*** Opening of Given data ***

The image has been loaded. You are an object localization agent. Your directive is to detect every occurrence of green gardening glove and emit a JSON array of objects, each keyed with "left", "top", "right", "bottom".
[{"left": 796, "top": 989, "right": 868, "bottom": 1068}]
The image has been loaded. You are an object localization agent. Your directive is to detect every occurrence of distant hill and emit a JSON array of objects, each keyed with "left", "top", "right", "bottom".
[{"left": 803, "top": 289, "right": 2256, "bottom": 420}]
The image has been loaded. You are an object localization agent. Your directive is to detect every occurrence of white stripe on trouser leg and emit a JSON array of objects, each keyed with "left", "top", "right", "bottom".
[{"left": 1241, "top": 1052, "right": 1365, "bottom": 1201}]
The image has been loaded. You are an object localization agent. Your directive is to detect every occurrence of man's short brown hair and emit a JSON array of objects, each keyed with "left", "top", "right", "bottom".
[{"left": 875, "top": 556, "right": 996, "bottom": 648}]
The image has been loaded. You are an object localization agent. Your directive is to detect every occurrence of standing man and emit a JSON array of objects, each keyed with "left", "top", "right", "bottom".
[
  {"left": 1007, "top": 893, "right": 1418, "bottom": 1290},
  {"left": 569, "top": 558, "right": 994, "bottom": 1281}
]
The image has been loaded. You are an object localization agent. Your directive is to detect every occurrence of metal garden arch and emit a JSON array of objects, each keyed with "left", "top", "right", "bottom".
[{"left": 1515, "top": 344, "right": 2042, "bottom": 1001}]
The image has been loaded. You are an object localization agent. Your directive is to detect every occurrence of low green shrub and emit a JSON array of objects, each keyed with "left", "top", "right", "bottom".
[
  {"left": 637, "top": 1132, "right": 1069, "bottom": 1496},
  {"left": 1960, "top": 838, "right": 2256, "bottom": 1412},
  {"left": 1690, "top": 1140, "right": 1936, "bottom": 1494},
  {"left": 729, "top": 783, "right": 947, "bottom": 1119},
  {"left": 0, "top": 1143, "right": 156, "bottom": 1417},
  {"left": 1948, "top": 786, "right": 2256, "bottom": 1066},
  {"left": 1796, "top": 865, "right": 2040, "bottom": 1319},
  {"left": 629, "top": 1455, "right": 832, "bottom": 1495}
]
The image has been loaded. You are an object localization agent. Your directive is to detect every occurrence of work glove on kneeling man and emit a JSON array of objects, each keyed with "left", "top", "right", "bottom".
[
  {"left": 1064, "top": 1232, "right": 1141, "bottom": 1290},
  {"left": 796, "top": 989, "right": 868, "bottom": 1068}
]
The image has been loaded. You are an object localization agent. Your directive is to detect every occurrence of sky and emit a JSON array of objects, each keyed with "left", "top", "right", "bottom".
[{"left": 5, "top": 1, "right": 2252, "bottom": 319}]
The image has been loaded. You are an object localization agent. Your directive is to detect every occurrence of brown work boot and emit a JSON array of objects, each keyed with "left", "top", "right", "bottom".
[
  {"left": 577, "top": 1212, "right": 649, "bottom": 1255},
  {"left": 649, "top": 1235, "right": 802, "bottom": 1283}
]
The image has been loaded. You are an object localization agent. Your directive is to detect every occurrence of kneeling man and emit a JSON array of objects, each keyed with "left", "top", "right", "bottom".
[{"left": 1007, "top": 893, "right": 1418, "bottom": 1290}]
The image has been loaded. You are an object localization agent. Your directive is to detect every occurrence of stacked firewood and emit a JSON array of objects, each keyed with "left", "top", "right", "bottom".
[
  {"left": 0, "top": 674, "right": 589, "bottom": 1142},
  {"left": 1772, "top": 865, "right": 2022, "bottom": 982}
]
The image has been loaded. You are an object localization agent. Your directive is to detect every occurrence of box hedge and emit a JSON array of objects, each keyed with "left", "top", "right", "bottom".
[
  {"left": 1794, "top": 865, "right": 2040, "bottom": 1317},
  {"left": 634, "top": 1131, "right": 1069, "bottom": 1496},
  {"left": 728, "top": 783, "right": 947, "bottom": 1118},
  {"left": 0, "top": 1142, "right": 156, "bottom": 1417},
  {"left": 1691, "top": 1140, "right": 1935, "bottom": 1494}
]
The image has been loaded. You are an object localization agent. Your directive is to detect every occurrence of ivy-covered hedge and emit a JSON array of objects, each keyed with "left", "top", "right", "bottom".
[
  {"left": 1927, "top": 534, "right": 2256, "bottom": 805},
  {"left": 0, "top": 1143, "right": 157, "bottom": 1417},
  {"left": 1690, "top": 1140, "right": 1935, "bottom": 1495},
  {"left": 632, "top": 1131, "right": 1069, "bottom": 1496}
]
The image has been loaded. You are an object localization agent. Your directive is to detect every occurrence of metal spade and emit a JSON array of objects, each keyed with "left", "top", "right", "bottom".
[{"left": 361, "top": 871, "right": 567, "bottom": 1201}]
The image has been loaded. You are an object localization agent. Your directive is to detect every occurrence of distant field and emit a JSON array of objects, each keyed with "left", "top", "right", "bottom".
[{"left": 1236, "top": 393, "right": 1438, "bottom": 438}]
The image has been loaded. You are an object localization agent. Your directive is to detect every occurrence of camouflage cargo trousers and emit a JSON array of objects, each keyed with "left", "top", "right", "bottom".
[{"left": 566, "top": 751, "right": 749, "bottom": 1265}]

*** Close of Given data ***

● **Exercise goal**
An exact copy of the listing above is what this exercise asks for.

● **Exercise answer**
The image has been loaded. You are an object localization agent. Your directive is to detect every occurrence of green gardening glove and emit a JSON array of objects, each keyed with "left", "top", "right", "bottom".
[{"left": 796, "top": 989, "right": 868, "bottom": 1068}]
The image has been loaded. You are an object localization agent. Your directive is to detect every occurrence of distant hill and emit a JSON array of objects, each keyed with "left", "top", "right", "bottom".
[{"left": 803, "top": 289, "right": 2256, "bottom": 420}]
The image has been loaded. You are an object localization agent. Your directive is to detect every occurrence of white stripe on trouser leg and emit a JSON array of objects, each keyed with "left", "top", "right", "bottom".
[{"left": 1241, "top": 1052, "right": 1365, "bottom": 1201}]
The image has been loaded. You are an object localization agent. Your directive is to detect every occurrence of man's short brown hair and emit a JSON array of objects, each keyed with "left", "top", "right", "bottom".
[{"left": 875, "top": 556, "right": 996, "bottom": 648}]
The image has been loaded. You are an object localization agent. Your directive is to detect every occurrence of standing man and emit a JSON array of objects, each keyed with "left", "top", "right", "bottom".
[
  {"left": 1007, "top": 893, "right": 1418, "bottom": 1290},
  {"left": 569, "top": 558, "right": 994, "bottom": 1281}
]
The image has been loaded. You are an object localization agent. Your directive is to detect every occurrence of metal garden arch and emit a JSON array of objects, each keyed with "left", "top", "right", "bottom".
[{"left": 1515, "top": 344, "right": 2042, "bottom": 1001}]
The image has been loaded. You are an object localization agent. Your directive is to detect every occurrence of low green shrub and emit a JSON array of objects, each keyed with "left", "top", "right", "bottom".
[
  {"left": 637, "top": 1132, "right": 1069, "bottom": 1496},
  {"left": 1960, "top": 838, "right": 2256, "bottom": 1412},
  {"left": 1690, "top": 1140, "right": 1936, "bottom": 1494},
  {"left": 729, "top": 783, "right": 947, "bottom": 1119},
  {"left": 0, "top": 1143, "right": 156, "bottom": 1417},
  {"left": 1948, "top": 786, "right": 2256, "bottom": 1066},
  {"left": 1796, "top": 865, "right": 2040, "bottom": 1319},
  {"left": 629, "top": 1455, "right": 832, "bottom": 1495}
]
The image has been loaded. You are an object localization agent. Your directive is to detect every occurrence of work glove on kneeling man and emit a JSON array of objects, each keyed with "left", "top", "right", "bottom".
[
  {"left": 1064, "top": 1232, "right": 1141, "bottom": 1290},
  {"left": 796, "top": 989, "right": 868, "bottom": 1068}
]
The image has been loaded. You are an object localization agent. Your directive is to detect every occurrence of sky and emit a JSON array of objects, each keyed with "left", "top", "right", "bottom".
[{"left": 5, "top": 1, "right": 2252, "bottom": 319}]
The image has been loaded. You are an object localization agent. Your directive is to detect every occurrence of brown work boot and emit a JSON array of objects, each keyed with "left", "top", "right", "bottom".
[
  {"left": 577, "top": 1212, "right": 649, "bottom": 1255},
  {"left": 649, "top": 1235, "right": 802, "bottom": 1283}
]
The image has been loaded. You are an object localization agent. Your directive is to detect every occurrence of kneeling man and emit a JSON array of objects, each keyed with "left", "top", "right", "bottom".
[{"left": 1007, "top": 893, "right": 1418, "bottom": 1290}]
The image has been loaded. You are an object localization agent. Your directive is to detect every occurrence of stacked firewood and emit a JSON array of objects, each keyed with "left", "top", "right", "bottom".
[
  {"left": 0, "top": 674, "right": 589, "bottom": 1142},
  {"left": 1772, "top": 865, "right": 2022, "bottom": 982}
]
The image has been loaded. You are an object localization agent. Your directive is to detect every occurrence of box hedge and emit a JSON array of objects, each keyed with "left", "top", "right", "bottom".
[
  {"left": 1794, "top": 865, "right": 2040, "bottom": 1317},
  {"left": 634, "top": 1131, "right": 1069, "bottom": 1496},
  {"left": 728, "top": 783, "right": 947, "bottom": 1118},
  {"left": 0, "top": 1142, "right": 156, "bottom": 1417},
  {"left": 1691, "top": 1140, "right": 1935, "bottom": 1494}
]
The image has been loaded. You are an object localization agent. Your directive is to detect every occurrence of ivy-covered hedge and emit a JSON array of objects, each keyed with "left", "top", "right", "bottom".
[
  {"left": 1927, "top": 534, "right": 2256, "bottom": 805},
  {"left": 0, "top": 1143, "right": 157, "bottom": 1417},
  {"left": 1690, "top": 1140, "right": 1935, "bottom": 1495},
  {"left": 632, "top": 1131, "right": 1069, "bottom": 1496}
]
The image has been loaded. You are an object localization agent. Your directive is to detect every occurrence of metal spade and emit a JSON array of objects, each keyed with "left", "top", "right", "bottom".
[{"left": 361, "top": 871, "right": 567, "bottom": 1201}]
The image has been loaded. You are an object localization agent. Your directive is to detect every occurrence of distant field and emit a JSON array of objects, each keyed with "left", "top", "right", "bottom".
[{"left": 1236, "top": 393, "right": 1438, "bottom": 438}]
The image has been loaded. You are an object localization agent. Your directive is to detect every occurrence of camouflage cargo trousers and emit a JSON array of objects, each keyed with "left", "top", "right", "bottom".
[{"left": 566, "top": 751, "right": 749, "bottom": 1265}]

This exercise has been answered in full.